» **SUPPLIED PASSAGE**:
2. Adapting to Evolving Threat Landscapes

Attackers are constantly developing new tactics, techniques, and procedures (TTPs), embracing automation, AI, deep fakes, exploiting cloud configurations, and even state-sponsored programs to improve hacking success. In a recent story that sounds like a sci-fi movie, a Hong Kong finance worker paid $25 million after a deep fake video call with his organization’s “chief financial officer.” The FBI even issued a recent warning about the rise in AI for highly personalized email phishing campaigns that are extremely hard to detect as spam. Continuous monitoring helps your business adapt and identify these emerging threats before an attack catches you off guard.

3. Ensuring Compliance and Regulatory Requirements

Continuous monitoring creates the documentation and audit trails needed for GDPR, HIPAA, PCI DSS, and other industry compliance. For example, continuous monitoring logs every attempt to access individual health records, which operate as evidence for access controls, attempts to restrict unauthorized access and a documented history of HIPAA compliance. Not only does it make the audit process smoother, but it also reduces your business’s regulatory penalties and fines due to noncompliance.

4. Improves Incident Response and Recovery

Timely incident detection allows for quick containment, eradication, and immediate remediation from damaging cyber incidents. Downtime is financially costly, and it destroys employee productivity. The average downtime after a ransom attack is 24 days, and recovery can be ten times the size of the ransom payment. Continuous monitoring reduces downtime, minimizes damages, and improves business continuity, ensuring your business is kept up and running.

» **INFORMATION GIVEN**:
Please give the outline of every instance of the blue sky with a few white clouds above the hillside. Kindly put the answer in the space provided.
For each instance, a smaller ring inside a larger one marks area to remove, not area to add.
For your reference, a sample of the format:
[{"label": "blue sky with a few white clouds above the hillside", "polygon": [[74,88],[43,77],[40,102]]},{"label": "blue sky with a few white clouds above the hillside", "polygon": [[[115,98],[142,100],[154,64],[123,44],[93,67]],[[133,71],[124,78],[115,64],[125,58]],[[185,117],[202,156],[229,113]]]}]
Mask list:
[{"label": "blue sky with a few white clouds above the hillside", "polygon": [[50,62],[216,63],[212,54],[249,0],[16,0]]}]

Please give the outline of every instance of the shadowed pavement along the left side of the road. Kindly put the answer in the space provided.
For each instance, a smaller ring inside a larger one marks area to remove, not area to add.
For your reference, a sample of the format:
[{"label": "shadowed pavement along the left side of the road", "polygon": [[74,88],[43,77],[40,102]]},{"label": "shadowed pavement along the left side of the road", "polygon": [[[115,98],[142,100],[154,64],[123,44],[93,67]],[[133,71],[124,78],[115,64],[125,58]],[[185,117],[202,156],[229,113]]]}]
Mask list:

--

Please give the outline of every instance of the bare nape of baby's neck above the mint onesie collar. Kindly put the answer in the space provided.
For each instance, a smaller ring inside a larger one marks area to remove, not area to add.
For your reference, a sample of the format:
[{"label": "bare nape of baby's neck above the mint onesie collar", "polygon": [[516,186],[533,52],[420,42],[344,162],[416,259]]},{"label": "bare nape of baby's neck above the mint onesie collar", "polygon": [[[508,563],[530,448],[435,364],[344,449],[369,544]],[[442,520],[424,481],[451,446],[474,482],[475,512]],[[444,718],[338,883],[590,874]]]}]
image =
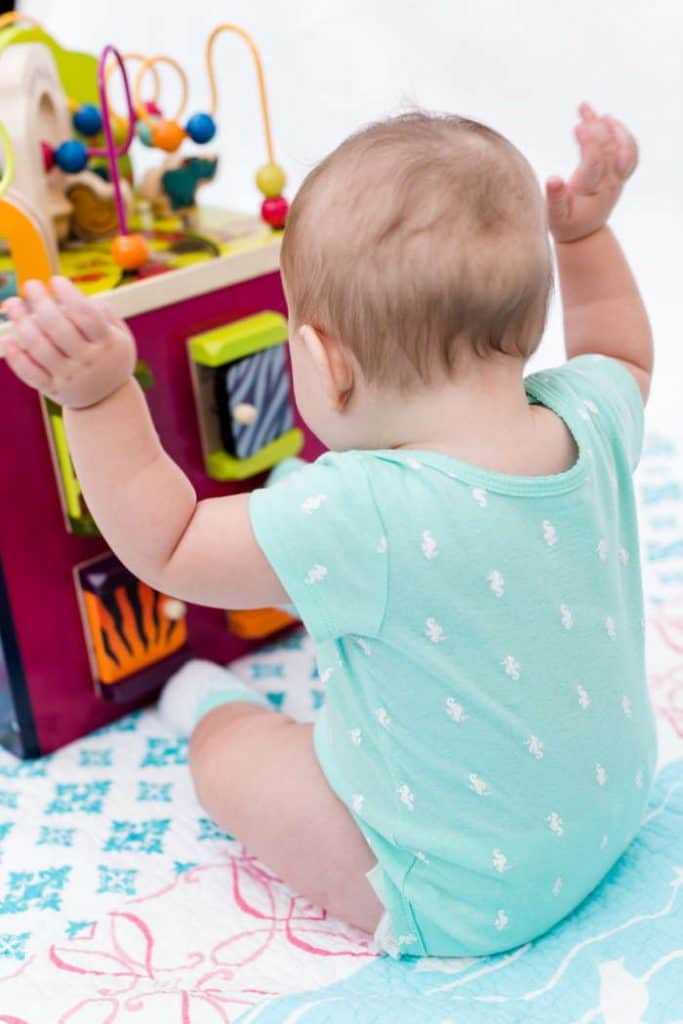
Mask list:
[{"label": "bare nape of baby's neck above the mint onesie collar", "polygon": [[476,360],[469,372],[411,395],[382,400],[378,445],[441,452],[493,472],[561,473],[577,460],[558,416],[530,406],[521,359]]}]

» **LIST OF TASKS**:
1. Transcribe the passage on continuous security monitoring from "Attackers are constantly" to "you off guard.", without changing a word.
2. Pick up the passage on continuous security monitoring after its last sentence and continue writing it.

» **OUTPUTS IN ORDER**:
1.
Attackers are constantly developing new tactics, techniques, and procedures (TTPs), embracing automation, AI, deep fakes, exploiting cloud configurations, and even state-sponsored programs to improve hacking success. In a recent story that sounds like a sci-fi movie, a Hong Kong finance worker paid $25 million after a deep fake video call with his organization’s “chief financial officer.” The FBI even issued a recent warning about the rise in AI for highly personalized email phishing campaigns that are extremely hard to detect as spam. Continuous monitoring helps your business adapt and identify these emerging threats before an attack catches you off guard.

2.
5. Protecting Against Insider Threats

According to a 2023 report, 74% of organizations are at least moderately vulnerable to insider threats, and they are the primary cause of 60% of data breaches. Unfortunately, insider attacks are also on the rise, with a majority of companies seeing a 60% uptick in inside incidents. Insider threats can either be accidental human error or malicious employees illegally accessing restricted areas. Continuous monitoring helps regulate access control and identity management, preventing and immediately flagging unusual employee behavior or activities.

6. Cost Efficiency and Risk Management

For large organizations, every minute of downtime can cost $9,000, and for high-risk industries like finance and healthcare, downtime can skyrocket to $5 million an hour in specific scenarios. The average cost of a ransomware attack rose to $5.13 million in 2023, a 13% increase from the previous year — and that’s not including the ransom payouts. Ongoing cybersecurity and continuous monitoring might seem expensive to implement, but it’s even more financially damaging in the long run to deal with a higher frequency and severity of attacks.

Continuous monitoring also helps businesses to more efficiently allocate human, technology, and monetary resources. Your business is being monitored 24/7/365, and you can see where your organization is most vulnerable. For example, continuous monitoring could detect frequent performance slowdowns from your third-party cloud provider during peak usage times. This would most likely go undetected in a quarterly audit, but it could lead to massive vulnerabilities in your provider’s capacity to handle your scale.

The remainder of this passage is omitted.